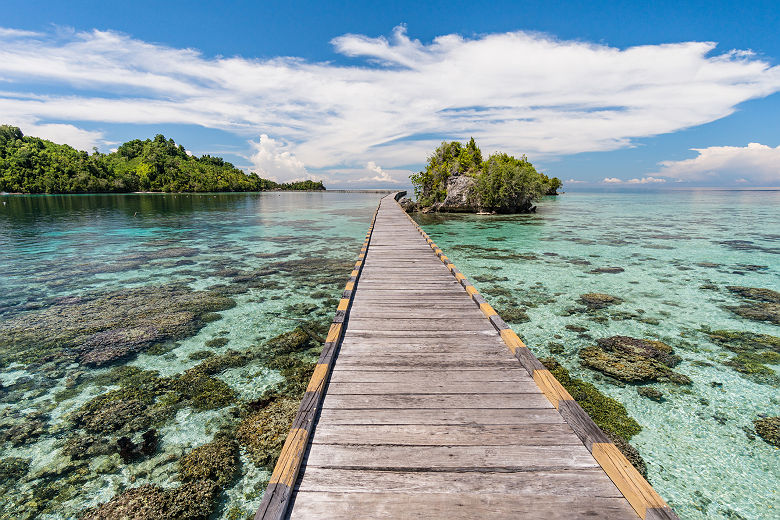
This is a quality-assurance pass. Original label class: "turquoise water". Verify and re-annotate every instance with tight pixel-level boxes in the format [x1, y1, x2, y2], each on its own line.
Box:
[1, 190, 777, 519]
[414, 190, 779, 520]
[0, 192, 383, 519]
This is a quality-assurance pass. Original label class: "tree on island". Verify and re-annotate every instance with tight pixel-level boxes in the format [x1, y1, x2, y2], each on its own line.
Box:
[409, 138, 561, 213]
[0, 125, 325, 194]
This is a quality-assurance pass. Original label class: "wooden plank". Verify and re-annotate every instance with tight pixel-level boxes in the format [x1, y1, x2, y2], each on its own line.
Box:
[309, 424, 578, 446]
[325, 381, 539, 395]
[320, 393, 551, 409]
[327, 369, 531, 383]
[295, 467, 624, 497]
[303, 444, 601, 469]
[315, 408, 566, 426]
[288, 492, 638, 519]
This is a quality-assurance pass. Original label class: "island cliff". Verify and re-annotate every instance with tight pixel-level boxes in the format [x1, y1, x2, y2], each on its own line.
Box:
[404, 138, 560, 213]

============================================================

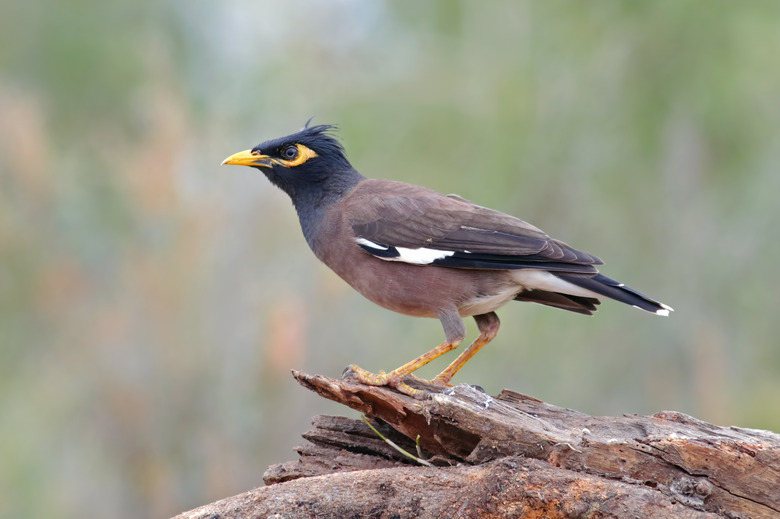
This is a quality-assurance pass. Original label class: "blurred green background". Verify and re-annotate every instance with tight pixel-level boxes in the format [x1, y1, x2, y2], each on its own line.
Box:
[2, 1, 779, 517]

============================================================

TASK GOAL: Copy out each line of the data where the string "island" appears.

SOLUTION FOR THIS PROBLEM:
This is a quality-assurance pass. Original label class: "tree on island". Verify and re-annotate every instance with tight pixel-level boxes in the format [x1, y1, x2, y2], each on its own line.
This is a quality-assurance pass. Original label class: "island cliff". Verify and re-annotate every instance with tight pixel-level boxes in the format [x1, y1, x2, y2], each on its own line.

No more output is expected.